LLVM Date LLVM Version Clang Version Remarks
2022-Dec-10 LLVM 15.0.3 Clang 15.0.3 The LLVM master branch
  LLVM x.x.x Clang x.x.x Create a new issue to request a particular LLVM version

Abstract

LLVM is huge, and it's getting bigger with each and every release. Building it together with a project that depends on it (e.g., a programming language) during a CI build is not an option -- building just LLVM eats most (earlier LLVM releases), and all (recent LLVM releases) of the allotted CI build time.

So why not use pre-built packages from the official LLVM download page? Unfortunately, the official binaries cover just a tiny fraction of possible build configurations on Microsoft Windows. There are no Debug libraries, no builds for the static LIBCMT, and only a single toolchain per LLVM release.

The llvm-package-windows project builds all major versions of LLVM on GitHub Actions for the following, much more complete matrix:

  • Toolchain:
    • Visual Studio 2017
    • Visual Studio 2015 (LLVM 3.4.2 to 8.0.0)

------------

■ **SHORT EXERCISE 1**: In the llvm-package-windows description, transcribe the passage that begins at the words "LLVM Date LLVM" and stops after "CI build time.".
■ **SHORT EXERCISE 2**: According to the llvm-package-windows description, which service does the project use to build LLVM?
■ **SHORT EXERCISE 3**: Continue the llvm-package-windows description from the point where it stops.

------------

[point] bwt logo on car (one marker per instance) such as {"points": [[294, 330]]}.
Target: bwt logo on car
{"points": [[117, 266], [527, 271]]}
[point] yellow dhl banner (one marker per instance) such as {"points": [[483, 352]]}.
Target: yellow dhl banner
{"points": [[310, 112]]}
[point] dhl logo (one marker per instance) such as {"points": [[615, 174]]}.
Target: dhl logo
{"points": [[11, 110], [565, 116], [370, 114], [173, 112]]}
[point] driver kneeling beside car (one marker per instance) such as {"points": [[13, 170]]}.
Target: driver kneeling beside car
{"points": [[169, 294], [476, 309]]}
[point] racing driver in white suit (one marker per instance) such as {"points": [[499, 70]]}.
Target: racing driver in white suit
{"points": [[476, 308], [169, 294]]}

------------

■ **EXERCISE ANSWER 1**:
LLVM Date LLVM Version Clang Version Remarks
2022-Dec-10 LLVM 15.0.3 Clang 15.0.3 The LLVM master branch
  LLVM x.x.x Clang x.x.x Create a new issue to request a particular LLVM version

Abstract

LLVM is huge, and it's getting bigger with each and every release. Building it together with a project that depends on it (e.g., a programming language) during a CI build is not an option -- building just LLVM eats most (earlier LLVM releases), and all (recent LLVM releases) of the allotted CI build time.

■ **EXERCISE ANSWER 2**: GitHub Actions

■ **EXERCISE ANSWER 3**:
    • Visual Studio 2013 (LLVM 3.4.2 to 3.9.1)
    • Visual Studio 2010 (LLVM 3.4.2 only)
  • Configuration:
    • Debug
    • Release
  • Target CPU:
    • IA32 (a.k.a. x86)
    • AMD64 (a.k.a. x86_64)
  • C/C++ Runtime:
    • LIBCMT (static)
    • MSVCRT (dynamic)

The resulting LLVM binary packages are uploaded as GitHub Release artifacts. Compiler developers can now thoroughly test their LLVM-dependent projects on GitHub CI or AppVeyor CI simply by downloading and unpacking an archive with the required LLVM prebuilt binaries during the CI installation stage.

Sample

  • Jancy uses llvm-package-windows for CI testing on a range of configurations and LLVM versions. See build logs for more details.